Consigne détaillée
Recopiez à l'identique le passage du texte sur Sanofi qui commence aux mots « Le groupe pharmaceutique » et se termine après « sein de l'entreprise. ».

Le groupe pharmaceutique Sanofi a annoncé la suppression de 1.700 postes en Europe sur trois ans, dont un millier en France. Cette réduction d'effectifs reflète l'abandon de pans d'activité jugés peu rentables malgré leur intérêt sanitaire selon Jean-Louis Peyren, coordinateur adjoint de la CGT au sein de l'entreprise.
Le géant pharmaceutique français Sanofi a annoncé vendredi 26 juin la suppression de 1.700 emplois en Europe, dont un millier en France (sur 25.000 au total dans l'Hexagone). L'entreprise mettra en place un plan de départs sur trois ans, "exclusivement sur la base du volontariat", a indiqué auprès de l'AFP Olivier Bogillot, le président de Sanofi France. Le dirigeant précise que ces réductions se feront sur des postes "en CDI pour la plupart, notamment des fonctions support, commerciales et des plateformes liées à la recherches", et sans fermeture d'usine. Ces conditions doivent être précisées lundi, lors d'une réunion avec les syndicats. A rebours de ces coupes, Sanofi avait annoncé mi-juin un investissement de 610 millions d'euros dans le développement des vaccins, avec la création d'une nouvelle usine en France et 200 emplois à la clé.

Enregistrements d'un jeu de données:
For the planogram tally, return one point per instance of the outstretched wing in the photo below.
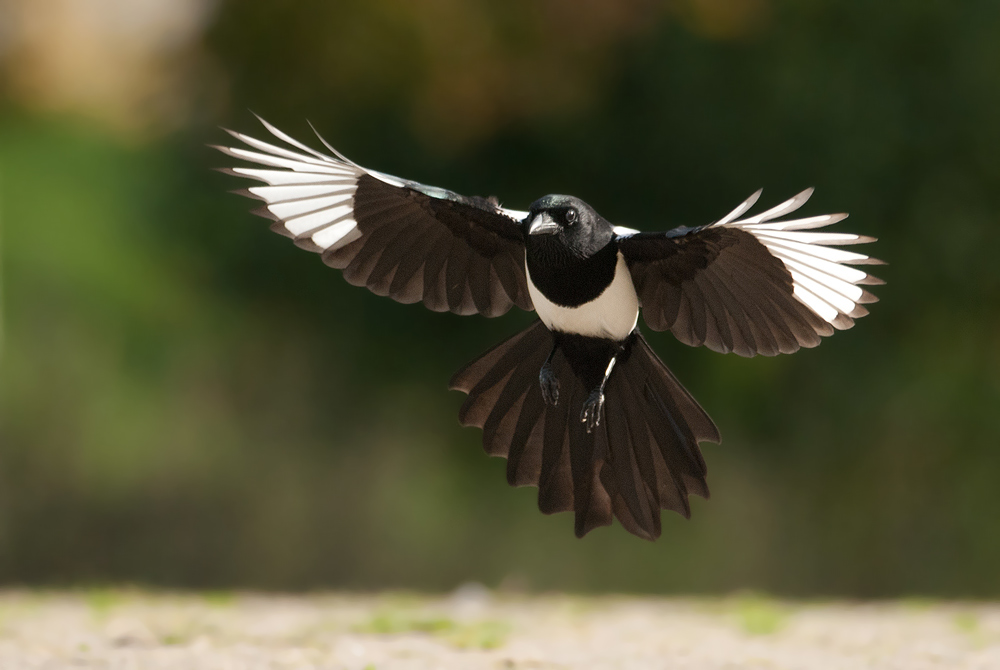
(398, 238)
(752, 285)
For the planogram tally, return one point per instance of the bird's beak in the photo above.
(543, 224)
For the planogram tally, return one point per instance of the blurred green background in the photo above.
(188, 400)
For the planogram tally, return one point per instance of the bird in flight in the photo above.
(578, 403)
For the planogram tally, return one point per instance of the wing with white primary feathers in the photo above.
(399, 238)
(752, 285)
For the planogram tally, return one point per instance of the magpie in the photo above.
(578, 403)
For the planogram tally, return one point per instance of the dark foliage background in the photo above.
(188, 400)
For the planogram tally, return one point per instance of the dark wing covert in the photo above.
(398, 238)
(750, 286)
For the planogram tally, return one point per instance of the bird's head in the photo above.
(568, 222)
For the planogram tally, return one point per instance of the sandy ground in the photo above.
(474, 628)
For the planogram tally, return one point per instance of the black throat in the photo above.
(567, 279)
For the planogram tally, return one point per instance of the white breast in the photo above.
(612, 315)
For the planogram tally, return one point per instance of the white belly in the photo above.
(612, 315)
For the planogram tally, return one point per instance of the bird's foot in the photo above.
(550, 385)
(592, 408)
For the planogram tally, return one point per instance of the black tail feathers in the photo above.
(643, 457)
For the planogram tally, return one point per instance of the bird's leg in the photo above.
(548, 381)
(594, 404)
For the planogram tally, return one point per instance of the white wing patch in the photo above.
(311, 194)
(821, 276)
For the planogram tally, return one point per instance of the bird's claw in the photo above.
(591, 414)
(550, 385)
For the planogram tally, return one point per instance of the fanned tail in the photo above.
(643, 457)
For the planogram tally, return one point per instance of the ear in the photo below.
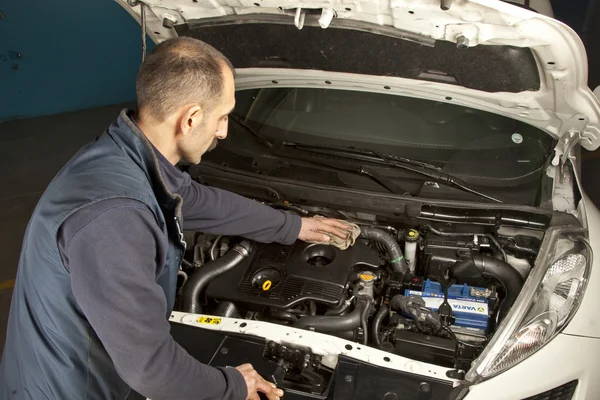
(191, 117)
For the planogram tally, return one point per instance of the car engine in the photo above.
(422, 292)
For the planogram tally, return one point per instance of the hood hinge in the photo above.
(564, 147)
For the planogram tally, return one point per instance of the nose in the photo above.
(221, 131)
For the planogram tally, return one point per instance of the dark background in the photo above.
(67, 67)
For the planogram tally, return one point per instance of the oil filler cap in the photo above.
(366, 276)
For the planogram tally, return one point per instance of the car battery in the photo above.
(469, 303)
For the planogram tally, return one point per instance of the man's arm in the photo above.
(113, 268)
(213, 210)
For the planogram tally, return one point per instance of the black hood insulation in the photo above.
(489, 68)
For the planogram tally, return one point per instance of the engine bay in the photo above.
(432, 293)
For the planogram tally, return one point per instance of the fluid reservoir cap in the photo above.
(367, 276)
(411, 235)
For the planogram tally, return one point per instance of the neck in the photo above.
(155, 133)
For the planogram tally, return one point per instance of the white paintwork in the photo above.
(563, 104)
(586, 321)
(563, 359)
(330, 347)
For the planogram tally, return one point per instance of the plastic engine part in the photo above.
(469, 303)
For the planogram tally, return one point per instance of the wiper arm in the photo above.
(239, 121)
(374, 175)
(368, 155)
(417, 167)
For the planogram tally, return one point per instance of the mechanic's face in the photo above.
(212, 126)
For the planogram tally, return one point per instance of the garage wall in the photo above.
(65, 55)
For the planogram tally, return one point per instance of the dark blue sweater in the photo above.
(110, 249)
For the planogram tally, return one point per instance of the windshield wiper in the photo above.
(238, 120)
(365, 171)
(366, 155)
(417, 167)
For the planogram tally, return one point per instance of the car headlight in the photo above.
(546, 303)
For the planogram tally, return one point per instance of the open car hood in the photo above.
(546, 88)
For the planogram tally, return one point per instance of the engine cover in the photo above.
(282, 276)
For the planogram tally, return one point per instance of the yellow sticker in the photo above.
(209, 320)
(267, 285)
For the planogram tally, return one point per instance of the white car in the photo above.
(450, 133)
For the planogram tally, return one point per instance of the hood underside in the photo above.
(484, 54)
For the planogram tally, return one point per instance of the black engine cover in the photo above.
(281, 276)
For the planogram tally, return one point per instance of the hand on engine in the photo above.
(315, 229)
(255, 383)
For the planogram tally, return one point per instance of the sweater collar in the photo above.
(132, 141)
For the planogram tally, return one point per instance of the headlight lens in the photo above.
(547, 301)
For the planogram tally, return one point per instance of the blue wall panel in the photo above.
(73, 55)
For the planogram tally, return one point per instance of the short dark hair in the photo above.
(180, 71)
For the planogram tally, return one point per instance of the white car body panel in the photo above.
(586, 322)
(563, 359)
(330, 347)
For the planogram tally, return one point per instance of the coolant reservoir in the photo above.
(411, 237)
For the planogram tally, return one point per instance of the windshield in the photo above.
(481, 148)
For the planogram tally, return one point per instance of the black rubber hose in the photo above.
(391, 246)
(376, 325)
(339, 308)
(227, 309)
(489, 267)
(491, 238)
(364, 323)
(282, 315)
(191, 295)
(343, 323)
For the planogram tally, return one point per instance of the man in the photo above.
(97, 272)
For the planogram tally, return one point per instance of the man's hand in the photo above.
(313, 229)
(255, 383)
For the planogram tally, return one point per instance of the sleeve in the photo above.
(212, 210)
(113, 264)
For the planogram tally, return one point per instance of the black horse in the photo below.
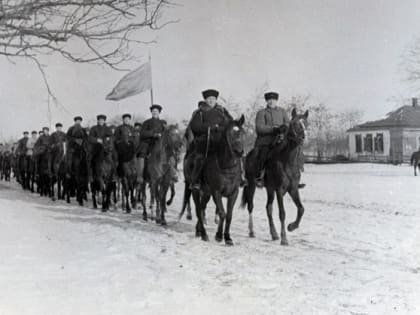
(57, 166)
(106, 181)
(6, 166)
(77, 172)
(282, 175)
(221, 178)
(127, 172)
(415, 161)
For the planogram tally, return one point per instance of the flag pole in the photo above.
(151, 79)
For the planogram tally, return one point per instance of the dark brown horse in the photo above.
(221, 178)
(57, 165)
(161, 169)
(6, 166)
(282, 175)
(106, 181)
(415, 161)
(127, 172)
(77, 172)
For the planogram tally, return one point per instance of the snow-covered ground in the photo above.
(357, 251)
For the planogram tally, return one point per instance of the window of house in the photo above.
(359, 143)
(379, 143)
(369, 143)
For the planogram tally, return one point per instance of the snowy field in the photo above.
(357, 251)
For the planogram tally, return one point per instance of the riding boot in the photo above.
(260, 179)
(244, 181)
(140, 170)
(196, 173)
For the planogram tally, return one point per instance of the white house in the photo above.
(392, 139)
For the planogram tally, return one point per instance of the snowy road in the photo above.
(356, 252)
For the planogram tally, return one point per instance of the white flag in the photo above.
(135, 82)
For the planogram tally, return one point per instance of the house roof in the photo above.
(405, 116)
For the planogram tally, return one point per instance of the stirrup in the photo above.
(195, 186)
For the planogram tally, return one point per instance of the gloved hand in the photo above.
(276, 129)
(214, 127)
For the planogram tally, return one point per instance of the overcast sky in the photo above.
(345, 53)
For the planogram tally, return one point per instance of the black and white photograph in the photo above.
(212, 157)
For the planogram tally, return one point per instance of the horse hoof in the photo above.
(291, 227)
(228, 242)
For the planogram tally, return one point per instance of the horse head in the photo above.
(235, 136)
(108, 145)
(297, 127)
(172, 138)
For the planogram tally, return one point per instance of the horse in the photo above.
(161, 169)
(43, 173)
(27, 172)
(106, 180)
(221, 178)
(127, 172)
(6, 166)
(76, 183)
(282, 175)
(415, 161)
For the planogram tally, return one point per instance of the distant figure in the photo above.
(415, 161)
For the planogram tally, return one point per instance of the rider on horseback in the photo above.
(268, 122)
(97, 135)
(210, 117)
(58, 137)
(41, 147)
(151, 131)
(76, 135)
(21, 153)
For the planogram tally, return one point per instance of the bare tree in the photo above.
(82, 31)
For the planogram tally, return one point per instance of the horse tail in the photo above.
(244, 197)
(186, 199)
(169, 202)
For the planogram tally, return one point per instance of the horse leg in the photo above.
(52, 190)
(294, 193)
(248, 199)
(229, 213)
(269, 208)
(186, 203)
(282, 215)
(159, 209)
(169, 202)
(162, 198)
(217, 198)
(141, 191)
(199, 228)
(93, 191)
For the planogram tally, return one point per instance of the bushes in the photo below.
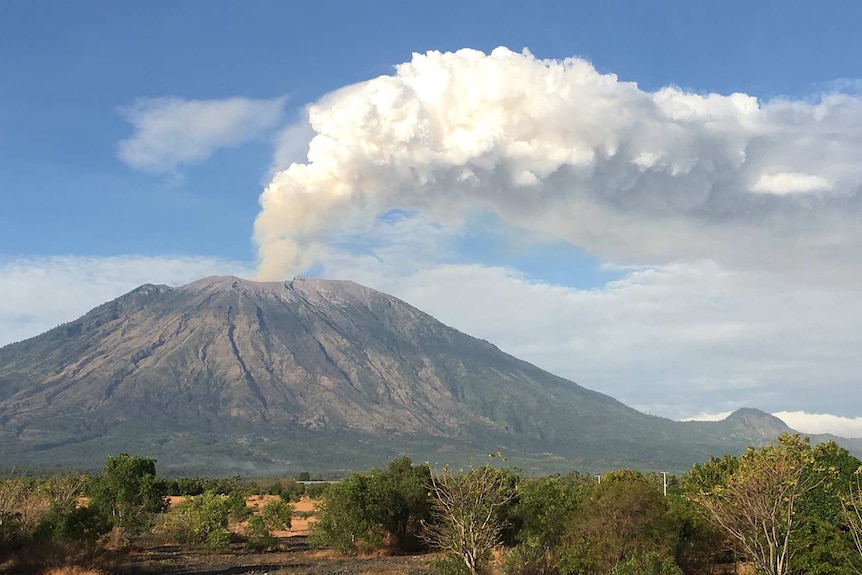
(201, 520)
(366, 511)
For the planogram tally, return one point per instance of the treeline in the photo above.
(786, 508)
(74, 516)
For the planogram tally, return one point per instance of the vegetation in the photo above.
(786, 508)
(468, 510)
(367, 511)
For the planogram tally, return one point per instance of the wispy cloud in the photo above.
(822, 423)
(39, 293)
(172, 132)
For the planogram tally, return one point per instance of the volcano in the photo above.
(226, 374)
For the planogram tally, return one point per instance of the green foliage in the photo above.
(201, 520)
(287, 489)
(467, 509)
(646, 563)
(531, 560)
(763, 499)
(362, 512)
(276, 515)
(698, 541)
(260, 537)
(449, 564)
(545, 509)
(128, 493)
(239, 511)
(316, 490)
(84, 525)
(625, 514)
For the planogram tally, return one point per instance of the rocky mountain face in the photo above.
(227, 373)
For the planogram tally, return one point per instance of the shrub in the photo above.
(646, 563)
(201, 521)
(259, 536)
(276, 515)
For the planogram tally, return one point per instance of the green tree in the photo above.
(625, 515)
(546, 508)
(364, 511)
(822, 543)
(201, 520)
(127, 493)
(754, 498)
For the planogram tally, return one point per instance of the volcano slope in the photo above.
(226, 375)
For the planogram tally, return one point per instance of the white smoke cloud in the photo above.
(822, 423)
(39, 293)
(562, 152)
(171, 132)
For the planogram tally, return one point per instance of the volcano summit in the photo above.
(228, 374)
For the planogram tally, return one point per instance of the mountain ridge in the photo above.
(252, 368)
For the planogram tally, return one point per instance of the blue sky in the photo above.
(98, 196)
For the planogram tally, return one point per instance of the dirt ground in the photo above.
(294, 558)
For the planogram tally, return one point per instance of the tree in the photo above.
(364, 511)
(201, 520)
(624, 518)
(754, 499)
(127, 493)
(467, 512)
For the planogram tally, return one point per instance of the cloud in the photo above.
(783, 183)
(171, 132)
(39, 293)
(561, 152)
(822, 423)
(672, 340)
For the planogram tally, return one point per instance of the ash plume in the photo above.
(563, 152)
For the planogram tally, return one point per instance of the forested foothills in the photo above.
(784, 508)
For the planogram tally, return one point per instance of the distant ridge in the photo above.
(230, 374)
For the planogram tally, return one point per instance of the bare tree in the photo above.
(466, 509)
(753, 499)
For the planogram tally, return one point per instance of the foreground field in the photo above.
(296, 558)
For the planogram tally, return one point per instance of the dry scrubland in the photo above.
(786, 508)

Zone de réponse
Le groupe pharmaceutique Sanofi a annoncé la suppression de 1.700 postes en Europe sur trois ans, dont un millier en France. Cette réduction d'effectifs reflète l'abandon de pans d'activité jugés peu rentables malgré leur intérêt sanitaire selon Jean-Louis Peyren, coordinateur adjoint de la CGT au sein de l'entreprise.